Stored items from a collection:
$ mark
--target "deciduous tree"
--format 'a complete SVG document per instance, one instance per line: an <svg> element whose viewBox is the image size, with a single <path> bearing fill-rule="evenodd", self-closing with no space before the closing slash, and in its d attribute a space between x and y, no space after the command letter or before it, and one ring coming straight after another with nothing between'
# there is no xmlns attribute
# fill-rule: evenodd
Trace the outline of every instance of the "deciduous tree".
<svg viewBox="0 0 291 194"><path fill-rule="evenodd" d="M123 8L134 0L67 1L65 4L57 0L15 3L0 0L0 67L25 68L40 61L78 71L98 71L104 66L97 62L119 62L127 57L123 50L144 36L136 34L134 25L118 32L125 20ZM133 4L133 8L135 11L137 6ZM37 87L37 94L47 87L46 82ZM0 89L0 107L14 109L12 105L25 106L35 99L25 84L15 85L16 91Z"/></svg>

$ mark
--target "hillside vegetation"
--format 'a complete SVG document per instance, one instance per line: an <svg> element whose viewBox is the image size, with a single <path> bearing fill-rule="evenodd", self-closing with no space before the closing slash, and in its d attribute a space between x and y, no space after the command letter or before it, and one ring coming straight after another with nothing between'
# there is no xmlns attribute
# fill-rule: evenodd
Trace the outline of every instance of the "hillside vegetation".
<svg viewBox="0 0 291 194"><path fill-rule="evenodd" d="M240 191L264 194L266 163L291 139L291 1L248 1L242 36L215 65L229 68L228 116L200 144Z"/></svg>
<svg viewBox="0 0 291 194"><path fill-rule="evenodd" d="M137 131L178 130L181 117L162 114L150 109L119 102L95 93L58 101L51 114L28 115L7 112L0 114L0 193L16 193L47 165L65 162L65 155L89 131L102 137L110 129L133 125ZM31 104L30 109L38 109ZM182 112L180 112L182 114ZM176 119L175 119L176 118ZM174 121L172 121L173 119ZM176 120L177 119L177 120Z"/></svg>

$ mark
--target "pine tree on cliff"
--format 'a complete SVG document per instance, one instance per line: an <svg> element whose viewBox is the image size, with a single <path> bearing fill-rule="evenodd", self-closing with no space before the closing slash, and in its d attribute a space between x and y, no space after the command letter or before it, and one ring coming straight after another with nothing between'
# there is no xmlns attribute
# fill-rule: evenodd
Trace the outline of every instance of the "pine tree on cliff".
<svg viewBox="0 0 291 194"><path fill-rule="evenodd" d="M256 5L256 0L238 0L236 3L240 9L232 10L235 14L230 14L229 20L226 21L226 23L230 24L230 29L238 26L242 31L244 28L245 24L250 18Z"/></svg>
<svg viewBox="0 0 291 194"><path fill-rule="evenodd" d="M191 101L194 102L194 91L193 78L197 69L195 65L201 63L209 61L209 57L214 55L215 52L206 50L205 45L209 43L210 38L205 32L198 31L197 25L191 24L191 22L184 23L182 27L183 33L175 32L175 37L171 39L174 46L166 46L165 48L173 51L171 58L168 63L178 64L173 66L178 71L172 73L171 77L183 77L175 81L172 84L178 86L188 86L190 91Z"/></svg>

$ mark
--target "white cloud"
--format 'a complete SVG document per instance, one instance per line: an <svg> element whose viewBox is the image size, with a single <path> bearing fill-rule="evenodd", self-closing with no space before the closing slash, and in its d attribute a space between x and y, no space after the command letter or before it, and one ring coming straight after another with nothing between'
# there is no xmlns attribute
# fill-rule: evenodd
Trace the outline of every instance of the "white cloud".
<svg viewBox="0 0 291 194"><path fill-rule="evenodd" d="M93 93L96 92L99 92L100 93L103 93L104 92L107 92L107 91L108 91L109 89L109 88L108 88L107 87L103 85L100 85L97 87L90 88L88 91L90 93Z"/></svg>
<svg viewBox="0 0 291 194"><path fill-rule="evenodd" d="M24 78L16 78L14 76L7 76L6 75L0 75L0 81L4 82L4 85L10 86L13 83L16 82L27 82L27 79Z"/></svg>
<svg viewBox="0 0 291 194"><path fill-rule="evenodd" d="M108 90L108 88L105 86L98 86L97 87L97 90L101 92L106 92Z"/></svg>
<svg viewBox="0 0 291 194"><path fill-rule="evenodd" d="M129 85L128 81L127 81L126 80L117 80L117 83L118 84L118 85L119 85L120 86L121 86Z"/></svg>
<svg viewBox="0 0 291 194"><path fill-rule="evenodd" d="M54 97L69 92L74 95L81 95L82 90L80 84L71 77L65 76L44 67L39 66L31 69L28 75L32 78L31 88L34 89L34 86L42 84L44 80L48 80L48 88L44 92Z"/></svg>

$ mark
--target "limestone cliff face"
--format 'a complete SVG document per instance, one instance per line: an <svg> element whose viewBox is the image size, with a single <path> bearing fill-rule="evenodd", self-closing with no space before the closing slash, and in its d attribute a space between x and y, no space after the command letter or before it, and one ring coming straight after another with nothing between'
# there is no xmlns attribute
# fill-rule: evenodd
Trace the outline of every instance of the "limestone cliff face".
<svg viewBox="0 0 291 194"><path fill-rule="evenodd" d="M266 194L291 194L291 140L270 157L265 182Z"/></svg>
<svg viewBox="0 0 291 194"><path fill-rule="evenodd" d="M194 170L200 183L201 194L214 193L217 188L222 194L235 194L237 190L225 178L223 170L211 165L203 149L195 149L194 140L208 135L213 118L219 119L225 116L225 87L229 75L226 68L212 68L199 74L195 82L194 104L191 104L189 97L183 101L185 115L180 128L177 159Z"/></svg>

**WORK TO DO:** List every line of the data above that contains the string "pine", treating case as significant.

**ANSWER TO THIS PROBLEM:**
--target "pine tree on cliff"
Trace the outline of every instance of the "pine tree on cliff".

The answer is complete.